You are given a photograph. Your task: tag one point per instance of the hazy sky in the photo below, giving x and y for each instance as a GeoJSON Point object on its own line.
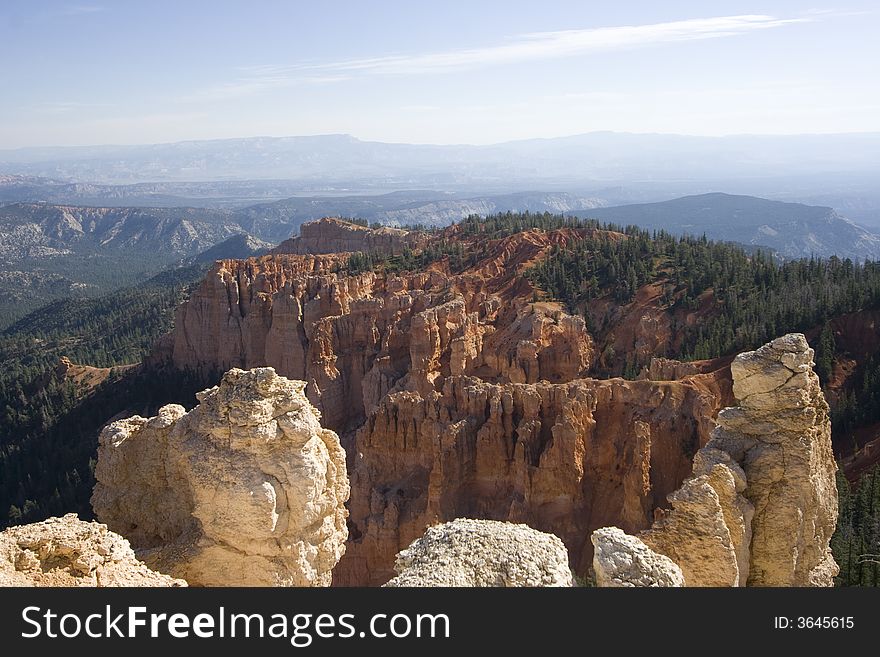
{"type": "Point", "coordinates": [102, 71]}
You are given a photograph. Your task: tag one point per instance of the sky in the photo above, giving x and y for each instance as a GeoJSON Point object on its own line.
{"type": "Point", "coordinates": [134, 72]}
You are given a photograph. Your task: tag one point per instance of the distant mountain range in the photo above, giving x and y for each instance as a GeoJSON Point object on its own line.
{"type": "Point", "coordinates": [331, 160]}
{"type": "Point", "coordinates": [52, 251]}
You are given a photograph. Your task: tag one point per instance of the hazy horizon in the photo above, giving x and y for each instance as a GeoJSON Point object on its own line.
{"type": "Point", "coordinates": [843, 133]}
{"type": "Point", "coordinates": [457, 74]}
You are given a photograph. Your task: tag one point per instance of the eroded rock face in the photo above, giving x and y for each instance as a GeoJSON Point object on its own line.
{"type": "Point", "coordinates": [456, 394]}
{"type": "Point", "coordinates": [623, 560]}
{"type": "Point", "coordinates": [247, 489]}
{"type": "Point", "coordinates": [562, 458]}
{"type": "Point", "coordinates": [353, 339]}
{"type": "Point", "coordinates": [694, 535]}
{"type": "Point", "coordinates": [69, 552]}
{"type": "Point", "coordinates": [761, 505]}
{"type": "Point", "coordinates": [468, 552]}
{"type": "Point", "coordinates": [781, 435]}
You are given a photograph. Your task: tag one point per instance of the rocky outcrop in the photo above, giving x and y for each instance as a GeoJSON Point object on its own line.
{"type": "Point", "coordinates": [761, 505]}
{"type": "Point", "coordinates": [623, 560]}
{"type": "Point", "coordinates": [455, 394]}
{"type": "Point", "coordinates": [247, 489]}
{"type": "Point", "coordinates": [332, 235]}
{"type": "Point", "coordinates": [694, 535]}
{"type": "Point", "coordinates": [355, 338]}
{"type": "Point", "coordinates": [468, 552]}
{"type": "Point", "coordinates": [69, 552]}
{"type": "Point", "coordinates": [562, 458]}
{"type": "Point", "coordinates": [781, 435]}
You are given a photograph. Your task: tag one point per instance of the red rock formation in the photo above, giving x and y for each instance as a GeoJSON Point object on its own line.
{"type": "Point", "coordinates": [562, 458]}
{"type": "Point", "coordinates": [455, 394]}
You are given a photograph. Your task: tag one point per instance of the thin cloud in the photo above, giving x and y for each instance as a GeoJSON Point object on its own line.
{"type": "Point", "coordinates": [536, 46]}
{"type": "Point", "coordinates": [81, 9]}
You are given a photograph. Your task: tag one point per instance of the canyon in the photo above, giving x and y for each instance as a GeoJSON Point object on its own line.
{"type": "Point", "coordinates": [454, 393]}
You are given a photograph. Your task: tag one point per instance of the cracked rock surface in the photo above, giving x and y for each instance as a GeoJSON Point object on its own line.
{"type": "Point", "coordinates": [67, 551]}
{"type": "Point", "coordinates": [468, 552]}
{"type": "Point", "coordinates": [761, 505]}
{"type": "Point", "coordinates": [247, 489]}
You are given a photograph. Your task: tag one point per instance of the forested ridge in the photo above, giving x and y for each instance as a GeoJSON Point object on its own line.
{"type": "Point", "coordinates": [743, 298]}
{"type": "Point", "coordinates": [48, 426]}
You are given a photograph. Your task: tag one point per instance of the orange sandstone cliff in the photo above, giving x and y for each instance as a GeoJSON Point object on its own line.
{"type": "Point", "coordinates": [455, 394]}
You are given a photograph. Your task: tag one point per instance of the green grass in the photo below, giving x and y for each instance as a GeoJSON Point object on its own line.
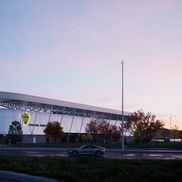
{"type": "Point", "coordinates": [95, 169]}
{"type": "Point", "coordinates": [169, 145]}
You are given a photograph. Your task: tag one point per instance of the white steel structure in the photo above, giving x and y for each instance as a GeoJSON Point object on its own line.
{"type": "Point", "coordinates": [72, 116]}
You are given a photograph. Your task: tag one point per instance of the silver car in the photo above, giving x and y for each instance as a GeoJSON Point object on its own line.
{"type": "Point", "coordinates": [88, 150]}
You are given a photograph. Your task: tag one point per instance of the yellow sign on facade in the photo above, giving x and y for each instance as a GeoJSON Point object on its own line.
{"type": "Point", "coordinates": [25, 118]}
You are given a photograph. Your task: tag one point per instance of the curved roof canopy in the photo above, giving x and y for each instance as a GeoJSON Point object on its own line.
{"type": "Point", "coordinates": [42, 104]}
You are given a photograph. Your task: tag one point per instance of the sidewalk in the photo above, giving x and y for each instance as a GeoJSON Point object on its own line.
{"type": "Point", "coordinates": [8, 176]}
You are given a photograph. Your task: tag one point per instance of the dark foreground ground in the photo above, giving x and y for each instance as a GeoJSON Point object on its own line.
{"type": "Point", "coordinates": [94, 169]}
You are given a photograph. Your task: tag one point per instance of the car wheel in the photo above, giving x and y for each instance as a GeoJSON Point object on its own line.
{"type": "Point", "coordinates": [75, 152]}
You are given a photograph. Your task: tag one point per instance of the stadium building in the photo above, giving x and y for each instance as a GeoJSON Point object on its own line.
{"type": "Point", "coordinates": [73, 117]}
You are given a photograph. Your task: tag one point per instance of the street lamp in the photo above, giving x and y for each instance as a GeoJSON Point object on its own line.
{"type": "Point", "coordinates": [122, 91]}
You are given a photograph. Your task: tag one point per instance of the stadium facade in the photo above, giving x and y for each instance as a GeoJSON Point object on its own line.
{"type": "Point", "coordinates": [73, 117]}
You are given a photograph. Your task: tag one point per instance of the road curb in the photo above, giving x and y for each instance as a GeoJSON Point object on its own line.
{"type": "Point", "coordinates": [21, 177]}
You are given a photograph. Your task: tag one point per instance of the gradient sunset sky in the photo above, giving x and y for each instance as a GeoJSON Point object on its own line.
{"type": "Point", "coordinates": [71, 50]}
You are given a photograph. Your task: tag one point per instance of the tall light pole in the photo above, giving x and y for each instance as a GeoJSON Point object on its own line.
{"type": "Point", "coordinates": [122, 91]}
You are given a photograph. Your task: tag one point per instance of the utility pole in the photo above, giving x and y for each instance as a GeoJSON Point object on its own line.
{"type": "Point", "coordinates": [122, 92]}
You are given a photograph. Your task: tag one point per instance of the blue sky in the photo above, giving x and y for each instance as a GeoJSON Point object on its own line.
{"type": "Point", "coordinates": [71, 50]}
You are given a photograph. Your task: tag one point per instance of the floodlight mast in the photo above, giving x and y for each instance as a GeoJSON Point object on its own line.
{"type": "Point", "coordinates": [122, 113]}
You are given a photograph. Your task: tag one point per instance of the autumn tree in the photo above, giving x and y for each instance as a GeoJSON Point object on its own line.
{"type": "Point", "coordinates": [102, 128]}
{"type": "Point", "coordinates": [86, 137]}
{"type": "Point", "coordinates": [54, 130]}
{"type": "Point", "coordinates": [143, 126]}
{"type": "Point", "coordinates": [175, 133]}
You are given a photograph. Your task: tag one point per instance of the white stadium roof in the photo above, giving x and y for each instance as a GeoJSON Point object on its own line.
{"type": "Point", "coordinates": [7, 99]}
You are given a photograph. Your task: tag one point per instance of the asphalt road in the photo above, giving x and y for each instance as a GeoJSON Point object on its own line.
{"type": "Point", "coordinates": [110, 152]}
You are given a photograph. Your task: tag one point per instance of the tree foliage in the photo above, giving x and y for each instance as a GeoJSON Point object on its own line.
{"type": "Point", "coordinates": [143, 126]}
{"type": "Point", "coordinates": [15, 133]}
{"type": "Point", "coordinates": [98, 127]}
{"type": "Point", "coordinates": [86, 137]}
{"type": "Point", "coordinates": [175, 133]}
{"type": "Point", "coordinates": [54, 130]}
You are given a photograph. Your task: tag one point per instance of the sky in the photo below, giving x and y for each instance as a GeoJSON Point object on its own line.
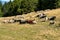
{"type": "Point", "coordinates": [3, 1]}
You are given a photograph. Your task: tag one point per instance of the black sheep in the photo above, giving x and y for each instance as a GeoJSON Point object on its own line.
{"type": "Point", "coordinates": [41, 15]}
{"type": "Point", "coordinates": [52, 18]}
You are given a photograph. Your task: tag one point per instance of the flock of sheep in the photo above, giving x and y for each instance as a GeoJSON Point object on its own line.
{"type": "Point", "coordinates": [23, 21]}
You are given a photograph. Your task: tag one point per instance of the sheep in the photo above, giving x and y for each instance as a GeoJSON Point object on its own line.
{"type": "Point", "coordinates": [42, 15]}
{"type": "Point", "coordinates": [52, 22]}
{"type": "Point", "coordinates": [11, 21]}
{"type": "Point", "coordinates": [52, 18]}
{"type": "Point", "coordinates": [31, 21]}
{"type": "Point", "coordinates": [22, 21]}
{"type": "Point", "coordinates": [5, 21]}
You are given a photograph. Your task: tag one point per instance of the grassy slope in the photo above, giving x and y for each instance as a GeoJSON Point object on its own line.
{"type": "Point", "coordinates": [39, 31]}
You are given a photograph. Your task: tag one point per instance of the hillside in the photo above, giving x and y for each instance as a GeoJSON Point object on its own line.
{"type": "Point", "coordinates": [39, 31]}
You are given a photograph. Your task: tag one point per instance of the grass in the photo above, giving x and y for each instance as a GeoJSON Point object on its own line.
{"type": "Point", "coordinates": [39, 31]}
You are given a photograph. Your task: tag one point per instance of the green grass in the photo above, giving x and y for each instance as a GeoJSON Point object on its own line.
{"type": "Point", "coordinates": [39, 31]}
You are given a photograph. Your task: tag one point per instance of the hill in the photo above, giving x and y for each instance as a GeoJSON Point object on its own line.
{"type": "Point", "coordinates": [39, 31]}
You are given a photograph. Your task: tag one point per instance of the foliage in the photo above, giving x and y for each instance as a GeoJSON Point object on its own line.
{"type": "Point", "coordinates": [19, 7]}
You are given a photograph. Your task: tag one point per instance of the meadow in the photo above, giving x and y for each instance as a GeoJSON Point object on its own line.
{"type": "Point", "coordinates": [39, 31]}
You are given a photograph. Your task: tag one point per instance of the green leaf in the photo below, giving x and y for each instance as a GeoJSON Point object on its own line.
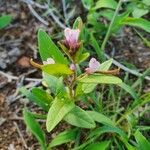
{"type": "Point", "coordinates": [43, 101]}
{"type": "Point", "coordinates": [35, 128]}
{"type": "Point", "coordinates": [106, 4]}
{"type": "Point", "coordinates": [80, 118]}
{"type": "Point", "coordinates": [64, 137]}
{"type": "Point", "coordinates": [106, 65]}
{"type": "Point", "coordinates": [56, 69]}
{"type": "Point", "coordinates": [137, 22]}
{"type": "Point", "coordinates": [96, 47]}
{"type": "Point", "coordinates": [143, 144]}
{"type": "Point", "coordinates": [98, 146]}
{"type": "Point", "coordinates": [5, 20]}
{"type": "Point", "coordinates": [128, 89]}
{"type": "Point", "coordinates": [100, 78]}
{"type": "Point", "coordinates": [55, 84]}
{"type": "Point", "coordinates": [87, 3]}
{"type": "Point", "coordinates": [108, 129]}
{"type": "Point", "coordinates": [42, 95]}
{"type": "Point", "coordinates": [96, 116]}
{"type": "Point", "coordinates": [146, 2]}
{"type": "Point", "coordinates": [137, 12]}
{"type": "Point", "coordinates": [57, 111]}
{"type": "Point", "coordinates": [47, 48]}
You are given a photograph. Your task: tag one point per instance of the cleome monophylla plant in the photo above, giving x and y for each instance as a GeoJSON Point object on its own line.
{"type": "Point", "coordinates": [73, 93]}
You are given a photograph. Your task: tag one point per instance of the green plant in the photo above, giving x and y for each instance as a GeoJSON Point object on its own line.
{"type": "Point", "coordinates": [5, 20]}
{"type": "Point", "coordinates": [109, 124]}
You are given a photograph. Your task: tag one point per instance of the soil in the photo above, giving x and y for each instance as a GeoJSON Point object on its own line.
{"type": "Point", "coordinates": [19, 44]}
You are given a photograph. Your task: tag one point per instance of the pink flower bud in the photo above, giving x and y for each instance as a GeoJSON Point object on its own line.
{"type": "Point", "coordinates": [93, 66]}
{"type": "Point", "coordinates": [72, 67]}
{"type": "Point", "coordinates": [71, 37]}
{"type": "Point", "coordinates": [49, 61]}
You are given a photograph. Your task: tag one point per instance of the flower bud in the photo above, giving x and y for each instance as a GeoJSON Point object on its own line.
{"type": "Point", "coordinates": [93, 66]}
{"type": "Point", "coordinates": [71, 38]}
{"type": "Point", "coordinates": [72, 67]}
{"type": "Point", "coordinates": [49, 61]}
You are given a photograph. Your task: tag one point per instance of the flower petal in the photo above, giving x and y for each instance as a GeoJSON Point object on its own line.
{"type": "Point", "coordinates": [94, 64]}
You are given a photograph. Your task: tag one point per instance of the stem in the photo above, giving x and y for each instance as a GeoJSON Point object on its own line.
{"type": "Point", "coordinates": [110, 26]}
{"type": "Point", "coordinates": [72, 94]}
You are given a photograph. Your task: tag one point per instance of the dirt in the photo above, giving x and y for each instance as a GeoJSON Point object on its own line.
{"type": "Point", "coordinates": [19, 45]}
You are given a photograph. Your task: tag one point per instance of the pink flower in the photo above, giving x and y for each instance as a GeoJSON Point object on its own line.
{"type": "Point", "coordinates": [71, 38]}
{"type": "Point", "coordinates": [72, 67]}
{"type": "Point", "coordinates": [93, 66]}
{"type": "Point", "coordinates": [49, 61]}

(EXERCISE OBJECTIVE)
From the line that contains "of the dirt" down to the last line of the listing above, repeat each line exactly, and include nothing else.

(CORRECT OUTPUT)
You are given a photograph. Your task: tag one point per instance of the dirt in the photo above, giving x and y for each instance as a GeoJSON Point object on its own line.
{"type": "Point", "coordinates": [19, 45]}
You are given a photograph. Your task: tag one point per instance of the pink flower in the photo above, giving x and y for each instance as a GeoJSON Point object on its own line.
{"type": "Point", "coordinates": [71, 38]}
{"type": "Point", "coordinates": [72, 67]}
{"type": "Point", "coordinates": [93, 66]}
{"type": "Point", "coordinates": [49, 61]}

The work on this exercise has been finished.